* **Exercise**
The lines of the records that include "every" should all be copied.

━━━━━ Data supplied

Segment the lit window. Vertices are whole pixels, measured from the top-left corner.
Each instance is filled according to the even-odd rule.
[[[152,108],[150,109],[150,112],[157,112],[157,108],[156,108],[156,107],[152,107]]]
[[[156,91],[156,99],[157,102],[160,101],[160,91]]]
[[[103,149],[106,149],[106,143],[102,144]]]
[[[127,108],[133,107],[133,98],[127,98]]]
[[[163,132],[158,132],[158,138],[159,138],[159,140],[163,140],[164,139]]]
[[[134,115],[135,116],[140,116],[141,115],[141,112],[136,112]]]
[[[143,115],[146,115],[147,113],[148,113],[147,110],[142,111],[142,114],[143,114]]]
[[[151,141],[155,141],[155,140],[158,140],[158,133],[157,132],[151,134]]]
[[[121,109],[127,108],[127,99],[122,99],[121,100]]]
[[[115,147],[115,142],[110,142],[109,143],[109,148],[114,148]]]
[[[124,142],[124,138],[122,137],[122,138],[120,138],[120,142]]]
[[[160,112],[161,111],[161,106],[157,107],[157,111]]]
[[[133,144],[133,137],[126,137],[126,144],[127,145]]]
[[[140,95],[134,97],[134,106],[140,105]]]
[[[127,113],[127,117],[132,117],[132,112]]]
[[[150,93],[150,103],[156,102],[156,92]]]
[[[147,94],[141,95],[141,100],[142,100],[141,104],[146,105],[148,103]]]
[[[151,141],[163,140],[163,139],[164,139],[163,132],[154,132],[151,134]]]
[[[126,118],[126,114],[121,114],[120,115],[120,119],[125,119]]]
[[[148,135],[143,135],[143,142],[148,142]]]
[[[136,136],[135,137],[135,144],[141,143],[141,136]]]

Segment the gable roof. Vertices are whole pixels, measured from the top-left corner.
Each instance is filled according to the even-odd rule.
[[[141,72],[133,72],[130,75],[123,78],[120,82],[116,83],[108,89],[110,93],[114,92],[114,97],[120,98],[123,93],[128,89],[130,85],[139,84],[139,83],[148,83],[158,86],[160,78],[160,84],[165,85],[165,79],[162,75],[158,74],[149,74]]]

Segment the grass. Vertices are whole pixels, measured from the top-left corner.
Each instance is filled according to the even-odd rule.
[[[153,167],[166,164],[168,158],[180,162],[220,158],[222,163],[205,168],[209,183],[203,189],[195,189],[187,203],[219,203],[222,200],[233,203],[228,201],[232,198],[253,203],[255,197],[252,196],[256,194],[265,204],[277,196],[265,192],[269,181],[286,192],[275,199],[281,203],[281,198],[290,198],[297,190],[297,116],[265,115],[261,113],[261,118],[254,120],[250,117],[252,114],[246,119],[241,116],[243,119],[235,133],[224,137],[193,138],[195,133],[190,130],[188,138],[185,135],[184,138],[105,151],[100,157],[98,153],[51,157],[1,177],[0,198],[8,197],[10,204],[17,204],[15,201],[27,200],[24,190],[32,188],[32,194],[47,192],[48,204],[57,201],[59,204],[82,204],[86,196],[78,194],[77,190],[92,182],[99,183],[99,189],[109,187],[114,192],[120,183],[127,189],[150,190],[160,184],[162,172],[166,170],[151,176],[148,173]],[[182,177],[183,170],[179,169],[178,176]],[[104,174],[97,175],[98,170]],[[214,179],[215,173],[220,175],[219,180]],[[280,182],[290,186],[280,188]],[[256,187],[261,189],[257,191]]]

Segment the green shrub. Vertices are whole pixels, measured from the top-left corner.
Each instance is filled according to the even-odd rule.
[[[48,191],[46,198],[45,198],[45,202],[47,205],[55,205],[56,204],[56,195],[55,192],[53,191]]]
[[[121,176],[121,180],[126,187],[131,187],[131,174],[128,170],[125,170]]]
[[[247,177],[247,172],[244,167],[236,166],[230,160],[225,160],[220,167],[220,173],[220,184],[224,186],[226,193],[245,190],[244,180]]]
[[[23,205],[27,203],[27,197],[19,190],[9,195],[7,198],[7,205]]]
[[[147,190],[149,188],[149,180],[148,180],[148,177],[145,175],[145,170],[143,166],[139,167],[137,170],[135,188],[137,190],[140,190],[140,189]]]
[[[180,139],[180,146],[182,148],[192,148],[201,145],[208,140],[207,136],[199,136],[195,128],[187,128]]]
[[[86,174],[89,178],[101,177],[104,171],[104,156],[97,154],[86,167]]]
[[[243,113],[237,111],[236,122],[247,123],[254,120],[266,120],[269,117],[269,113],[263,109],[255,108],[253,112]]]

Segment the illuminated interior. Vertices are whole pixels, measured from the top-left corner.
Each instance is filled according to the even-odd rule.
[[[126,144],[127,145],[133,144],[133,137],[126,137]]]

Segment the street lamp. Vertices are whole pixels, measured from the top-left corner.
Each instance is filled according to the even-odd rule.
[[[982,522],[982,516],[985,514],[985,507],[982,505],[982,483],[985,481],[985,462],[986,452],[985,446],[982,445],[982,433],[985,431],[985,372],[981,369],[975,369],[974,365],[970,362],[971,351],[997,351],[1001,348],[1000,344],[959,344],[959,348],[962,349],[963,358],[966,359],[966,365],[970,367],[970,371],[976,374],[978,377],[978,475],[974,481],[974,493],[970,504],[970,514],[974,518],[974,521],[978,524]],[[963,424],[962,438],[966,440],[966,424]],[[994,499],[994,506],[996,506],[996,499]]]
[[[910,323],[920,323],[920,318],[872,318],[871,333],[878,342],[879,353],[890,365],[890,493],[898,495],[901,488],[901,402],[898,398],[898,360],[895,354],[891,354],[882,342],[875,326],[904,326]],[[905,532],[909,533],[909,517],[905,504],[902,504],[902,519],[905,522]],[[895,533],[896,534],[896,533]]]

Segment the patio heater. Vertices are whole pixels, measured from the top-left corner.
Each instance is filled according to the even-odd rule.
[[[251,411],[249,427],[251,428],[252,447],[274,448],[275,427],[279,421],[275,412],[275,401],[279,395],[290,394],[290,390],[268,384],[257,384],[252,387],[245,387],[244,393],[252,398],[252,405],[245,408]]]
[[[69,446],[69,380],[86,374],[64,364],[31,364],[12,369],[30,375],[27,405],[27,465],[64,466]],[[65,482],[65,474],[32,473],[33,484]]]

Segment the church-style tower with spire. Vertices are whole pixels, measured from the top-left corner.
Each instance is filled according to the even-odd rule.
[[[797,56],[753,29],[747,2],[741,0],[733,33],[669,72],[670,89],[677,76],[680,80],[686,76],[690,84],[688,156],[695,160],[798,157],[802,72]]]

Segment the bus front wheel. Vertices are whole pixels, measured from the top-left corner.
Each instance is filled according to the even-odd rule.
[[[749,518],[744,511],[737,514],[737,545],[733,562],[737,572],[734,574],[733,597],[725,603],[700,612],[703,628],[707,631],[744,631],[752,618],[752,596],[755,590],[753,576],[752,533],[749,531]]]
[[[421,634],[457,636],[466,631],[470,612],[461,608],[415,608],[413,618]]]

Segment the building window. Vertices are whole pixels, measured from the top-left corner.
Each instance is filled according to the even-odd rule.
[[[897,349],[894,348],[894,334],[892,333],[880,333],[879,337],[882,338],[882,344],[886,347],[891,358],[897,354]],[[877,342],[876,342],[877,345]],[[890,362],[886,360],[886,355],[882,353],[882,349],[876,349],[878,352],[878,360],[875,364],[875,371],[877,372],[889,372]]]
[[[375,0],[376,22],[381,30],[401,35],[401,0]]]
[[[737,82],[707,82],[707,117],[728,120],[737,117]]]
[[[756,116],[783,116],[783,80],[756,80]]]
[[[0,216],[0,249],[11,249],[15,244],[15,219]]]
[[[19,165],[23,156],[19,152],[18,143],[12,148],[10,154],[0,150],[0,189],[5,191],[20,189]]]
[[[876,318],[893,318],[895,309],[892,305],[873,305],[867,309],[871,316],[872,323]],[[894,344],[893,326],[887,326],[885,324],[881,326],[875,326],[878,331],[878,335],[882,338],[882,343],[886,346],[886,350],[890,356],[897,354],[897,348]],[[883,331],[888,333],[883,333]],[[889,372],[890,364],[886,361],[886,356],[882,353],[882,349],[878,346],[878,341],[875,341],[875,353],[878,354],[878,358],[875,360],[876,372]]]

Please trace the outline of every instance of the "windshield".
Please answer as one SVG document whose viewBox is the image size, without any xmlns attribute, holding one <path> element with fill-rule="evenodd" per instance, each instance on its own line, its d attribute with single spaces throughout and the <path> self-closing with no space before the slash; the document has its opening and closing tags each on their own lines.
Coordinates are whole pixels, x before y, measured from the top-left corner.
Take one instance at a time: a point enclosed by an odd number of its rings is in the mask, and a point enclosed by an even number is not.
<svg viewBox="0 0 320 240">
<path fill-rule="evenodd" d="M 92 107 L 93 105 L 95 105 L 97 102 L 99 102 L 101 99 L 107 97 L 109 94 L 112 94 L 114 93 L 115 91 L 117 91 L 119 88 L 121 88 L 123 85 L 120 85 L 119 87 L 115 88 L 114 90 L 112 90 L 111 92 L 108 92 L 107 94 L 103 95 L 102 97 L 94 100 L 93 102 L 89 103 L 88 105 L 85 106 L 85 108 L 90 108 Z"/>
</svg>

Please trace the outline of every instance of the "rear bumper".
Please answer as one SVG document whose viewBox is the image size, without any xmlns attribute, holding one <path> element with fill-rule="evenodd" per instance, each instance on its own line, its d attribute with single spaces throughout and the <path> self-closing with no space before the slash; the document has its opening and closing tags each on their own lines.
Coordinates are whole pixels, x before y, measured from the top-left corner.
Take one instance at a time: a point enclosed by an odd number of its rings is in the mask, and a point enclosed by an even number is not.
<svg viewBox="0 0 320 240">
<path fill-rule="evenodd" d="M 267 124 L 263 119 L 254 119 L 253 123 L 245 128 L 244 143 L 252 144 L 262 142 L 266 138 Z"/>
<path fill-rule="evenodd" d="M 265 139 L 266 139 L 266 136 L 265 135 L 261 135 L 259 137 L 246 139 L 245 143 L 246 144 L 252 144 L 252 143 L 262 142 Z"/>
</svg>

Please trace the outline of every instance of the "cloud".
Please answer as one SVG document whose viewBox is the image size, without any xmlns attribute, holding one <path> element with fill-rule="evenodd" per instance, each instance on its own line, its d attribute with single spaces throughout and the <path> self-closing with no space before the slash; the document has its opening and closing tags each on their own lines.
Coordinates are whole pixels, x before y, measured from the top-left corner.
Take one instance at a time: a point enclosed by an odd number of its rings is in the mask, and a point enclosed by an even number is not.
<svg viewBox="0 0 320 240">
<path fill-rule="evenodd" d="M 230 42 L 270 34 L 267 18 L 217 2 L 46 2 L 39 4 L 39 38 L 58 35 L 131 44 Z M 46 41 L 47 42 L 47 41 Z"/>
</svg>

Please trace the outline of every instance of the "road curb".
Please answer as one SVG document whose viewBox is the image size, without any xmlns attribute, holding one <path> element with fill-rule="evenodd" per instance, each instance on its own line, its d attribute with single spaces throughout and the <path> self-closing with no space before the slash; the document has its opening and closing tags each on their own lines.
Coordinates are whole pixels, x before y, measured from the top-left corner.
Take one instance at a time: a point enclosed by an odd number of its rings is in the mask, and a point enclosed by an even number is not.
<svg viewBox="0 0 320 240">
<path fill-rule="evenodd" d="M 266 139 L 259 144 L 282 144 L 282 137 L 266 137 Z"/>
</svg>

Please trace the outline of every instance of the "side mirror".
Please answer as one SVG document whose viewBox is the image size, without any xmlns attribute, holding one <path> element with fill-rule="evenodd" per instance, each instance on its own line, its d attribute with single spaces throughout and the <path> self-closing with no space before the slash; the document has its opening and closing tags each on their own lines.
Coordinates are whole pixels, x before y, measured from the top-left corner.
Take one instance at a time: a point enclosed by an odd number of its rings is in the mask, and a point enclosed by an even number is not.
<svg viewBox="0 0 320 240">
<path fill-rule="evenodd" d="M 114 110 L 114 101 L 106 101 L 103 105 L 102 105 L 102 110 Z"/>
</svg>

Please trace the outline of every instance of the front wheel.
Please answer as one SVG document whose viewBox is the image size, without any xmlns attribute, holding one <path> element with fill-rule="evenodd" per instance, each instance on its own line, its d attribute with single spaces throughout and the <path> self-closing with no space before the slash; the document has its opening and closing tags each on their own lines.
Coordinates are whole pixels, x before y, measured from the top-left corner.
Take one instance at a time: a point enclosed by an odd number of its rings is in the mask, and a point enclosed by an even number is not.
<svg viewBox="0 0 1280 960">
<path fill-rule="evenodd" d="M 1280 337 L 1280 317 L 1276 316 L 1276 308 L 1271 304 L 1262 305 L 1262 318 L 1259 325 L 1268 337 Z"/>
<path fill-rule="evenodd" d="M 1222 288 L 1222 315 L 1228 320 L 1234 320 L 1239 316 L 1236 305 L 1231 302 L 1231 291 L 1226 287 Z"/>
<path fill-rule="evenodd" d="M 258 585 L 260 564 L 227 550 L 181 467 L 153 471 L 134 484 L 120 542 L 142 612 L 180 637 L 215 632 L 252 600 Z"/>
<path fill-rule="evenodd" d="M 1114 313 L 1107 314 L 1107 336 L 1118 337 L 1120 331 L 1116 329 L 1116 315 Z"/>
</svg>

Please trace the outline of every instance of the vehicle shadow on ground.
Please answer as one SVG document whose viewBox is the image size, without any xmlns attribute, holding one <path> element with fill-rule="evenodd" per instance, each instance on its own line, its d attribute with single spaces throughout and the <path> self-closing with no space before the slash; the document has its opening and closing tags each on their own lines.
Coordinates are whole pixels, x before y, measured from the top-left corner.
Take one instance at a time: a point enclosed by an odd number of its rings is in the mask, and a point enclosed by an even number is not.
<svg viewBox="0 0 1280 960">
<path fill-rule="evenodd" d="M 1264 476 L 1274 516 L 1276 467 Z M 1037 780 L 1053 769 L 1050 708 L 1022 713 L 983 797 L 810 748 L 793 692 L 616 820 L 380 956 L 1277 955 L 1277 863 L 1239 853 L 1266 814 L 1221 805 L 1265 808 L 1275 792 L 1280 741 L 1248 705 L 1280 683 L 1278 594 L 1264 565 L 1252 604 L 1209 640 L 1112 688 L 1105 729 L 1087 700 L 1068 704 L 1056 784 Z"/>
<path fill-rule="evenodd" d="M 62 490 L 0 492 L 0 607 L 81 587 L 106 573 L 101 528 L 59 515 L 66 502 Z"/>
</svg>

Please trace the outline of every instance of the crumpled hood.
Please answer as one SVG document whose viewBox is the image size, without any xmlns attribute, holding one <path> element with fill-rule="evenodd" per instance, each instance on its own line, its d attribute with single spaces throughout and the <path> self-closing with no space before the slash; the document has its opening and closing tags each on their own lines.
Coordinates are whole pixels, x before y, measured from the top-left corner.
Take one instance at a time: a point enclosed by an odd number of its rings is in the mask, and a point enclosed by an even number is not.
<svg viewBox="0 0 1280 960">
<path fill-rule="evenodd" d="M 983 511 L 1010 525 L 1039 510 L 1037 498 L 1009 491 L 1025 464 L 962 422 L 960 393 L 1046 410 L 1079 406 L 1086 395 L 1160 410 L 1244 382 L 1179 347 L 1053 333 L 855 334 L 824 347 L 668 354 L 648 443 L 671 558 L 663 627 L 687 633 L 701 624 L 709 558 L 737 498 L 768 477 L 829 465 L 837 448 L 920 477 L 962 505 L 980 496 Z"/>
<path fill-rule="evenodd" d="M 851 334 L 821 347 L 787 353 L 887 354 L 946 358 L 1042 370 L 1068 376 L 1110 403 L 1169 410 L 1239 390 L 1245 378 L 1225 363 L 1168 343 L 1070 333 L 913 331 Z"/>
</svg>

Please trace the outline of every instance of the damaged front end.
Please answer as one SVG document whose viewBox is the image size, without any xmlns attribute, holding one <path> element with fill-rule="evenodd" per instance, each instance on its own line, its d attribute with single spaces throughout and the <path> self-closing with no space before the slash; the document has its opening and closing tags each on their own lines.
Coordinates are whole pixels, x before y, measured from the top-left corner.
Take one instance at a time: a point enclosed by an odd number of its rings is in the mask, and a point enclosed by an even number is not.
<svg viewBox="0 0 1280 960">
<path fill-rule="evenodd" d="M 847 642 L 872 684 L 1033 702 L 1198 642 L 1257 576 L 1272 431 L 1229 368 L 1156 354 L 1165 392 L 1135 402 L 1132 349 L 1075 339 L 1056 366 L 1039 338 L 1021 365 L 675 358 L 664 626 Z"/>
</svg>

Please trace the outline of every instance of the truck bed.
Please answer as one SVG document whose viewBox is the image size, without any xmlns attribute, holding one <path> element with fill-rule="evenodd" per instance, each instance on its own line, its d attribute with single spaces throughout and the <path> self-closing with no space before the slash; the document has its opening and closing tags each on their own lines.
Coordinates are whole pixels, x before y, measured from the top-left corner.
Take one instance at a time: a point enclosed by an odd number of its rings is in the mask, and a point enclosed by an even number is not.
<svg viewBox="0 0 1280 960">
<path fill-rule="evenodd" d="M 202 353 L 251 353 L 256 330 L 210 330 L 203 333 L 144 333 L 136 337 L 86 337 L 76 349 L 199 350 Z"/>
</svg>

━━━━━━━━━━

* **Written solution**
Please trace the outline of every instance of the "windshield".
Please trace the outline of every instance of the "rear bumper".
Please trace the outline of every instance of the "cloud".
Please trace the outline of every instance of the "road curb".
Please trace the outline of every instance of the "side mirror".
Please trace the outline of every instance of the front wheel.
Please trace the outline of every instance of the vehicle shadow on ground.
Please trace the outline of every instance of the crumpled hood.
Please trace the outline of every instance of the damaged front end.
Please trace the outline of every instance of the truck bed.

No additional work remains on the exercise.